▶ _Texto fuente_:
04 marzo 2022

Un Quito movedizo

Soy quiteño “de pura cepa”, con lo que declaro que soy un quiteño legítimo y que ostento, como diría el diccionario, “los caracteres propios de una determinada clase”. Nací en Quito, para mi orgullo, y lo digo así sin que esto signifique una expresión de xenofobia o regionalismo; soy simplemente un quiteño que conoce su ciudad, que vivió en la periferia del centro sus primeros dieciséis años y que siempre estuvo enamorado del Quito antiguo. Trabajé “ad honorem” en el gobierno municipal de Jamil Mahuad, fui responsable del primer Comité de Turismo del Municipio Metropolitano de Quito. Conozco sus calles y sus plazas, sus claustros y conventos, sus iglesias y rincones, el nombre de sus antiguas quebradas, el modo de hablar de su gente…

 

La familia de papá era quiteña, totalmente quiteña, lo digo a base de juro por Dios. No así la de mamá, ella había nacido en Riobamba y su padre tenía idéntica raigambre, mi abuela Carlota había nacido en Cuenca y su madre era  del norte de Perú. Su padre era un comandante Gaspar Armijos, quien asimismo era cuencano, pero de ello no puedo dar fe. Hice mis estudios primarios y secundarios en Quito, soy lasallano de corazón y muy orgulloso de haber recibido la formación con que me distinguió ese inolvidable colegio. A sus maestros debo esa desbordante necesidad de contar y comunicarme que es esta maravillosa posibilidad de narrar, relatar y describir.

 

Hoy quisiera comentar de esa curiosa movilidad que fue teniendo el centro de Quito. Creo que, para ponerlo gráficamente, es el desplazamiento que fue teniendo el límite donde empezaba el norte de la ciudad. Este fenómeno es parecido a cuando uno se encuentra en un promontorio y ve cómo avanza la lluvia sobre el valle; es como una barrera de agua que se va desplazando, en forma prevista pero inevitable. Es la misma impresión que siento cuando contemplo un glaciar desde el aire. Su curso es similar al de una descomunal autopista y lo inexplicable es que la naturaleza dibuja una línea central cual si se tratara de un parterre. El glaciar parece estar ahí, estático, sin moverse; pero, en realidad, es un río que se resbala, que está en constante movimiento.

▶ _Lo que se pide_:
A. Devuelve textualmente el fragmento del texto sobre Quito que va desde "La familia de" hasta "relatar y describir.".
B. Según el texto sobre Quito, ¿en qué ciudad había nacido la abuela Carlota?

▶ _Información registrada_:
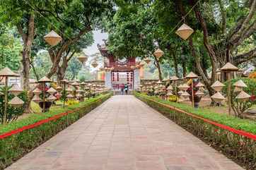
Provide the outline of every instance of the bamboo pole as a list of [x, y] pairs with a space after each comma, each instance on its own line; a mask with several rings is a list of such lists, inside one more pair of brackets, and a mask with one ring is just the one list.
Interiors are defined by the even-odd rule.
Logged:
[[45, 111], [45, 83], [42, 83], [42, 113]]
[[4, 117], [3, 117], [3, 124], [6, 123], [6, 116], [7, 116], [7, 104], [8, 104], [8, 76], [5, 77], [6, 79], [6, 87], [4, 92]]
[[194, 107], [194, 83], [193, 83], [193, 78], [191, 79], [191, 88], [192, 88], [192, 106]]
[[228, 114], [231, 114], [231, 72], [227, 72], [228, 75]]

* * *

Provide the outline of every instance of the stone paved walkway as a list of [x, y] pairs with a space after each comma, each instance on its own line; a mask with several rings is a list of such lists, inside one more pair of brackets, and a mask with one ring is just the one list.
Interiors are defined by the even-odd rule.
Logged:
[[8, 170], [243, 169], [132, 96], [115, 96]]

---

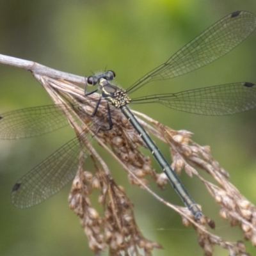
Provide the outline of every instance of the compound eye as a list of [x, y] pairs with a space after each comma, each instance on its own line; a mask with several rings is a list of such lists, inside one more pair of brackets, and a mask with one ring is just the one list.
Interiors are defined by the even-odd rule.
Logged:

▶ _Respuestas dadas_:
A.
La familia de papá era quiteña, totalmente quiteña, lo digo a base de juro por Dios. No así la de mamá, ella había nacido en Riobamba y su padre tenía idéntica raigambre, mi abuela Carlota había nacido en Cuenca y su madre era  del norte de Perú. Su padre era un comandante Gaspar Armijos, quien asimismo era cuencano, pero de ello no puedo dar fe. Hice mis estudios primarios y secundarios en Quito, soy lasallano de corazón y muy orgulloso de haber recibido la formación con que me distinguió ese inolvidable colegio. A sus maestros debo esa desbordante necesidad de contar y comunicarme que es esta maravillosa posibilidad de narrar, relatar y describir.

B. En Cuenca.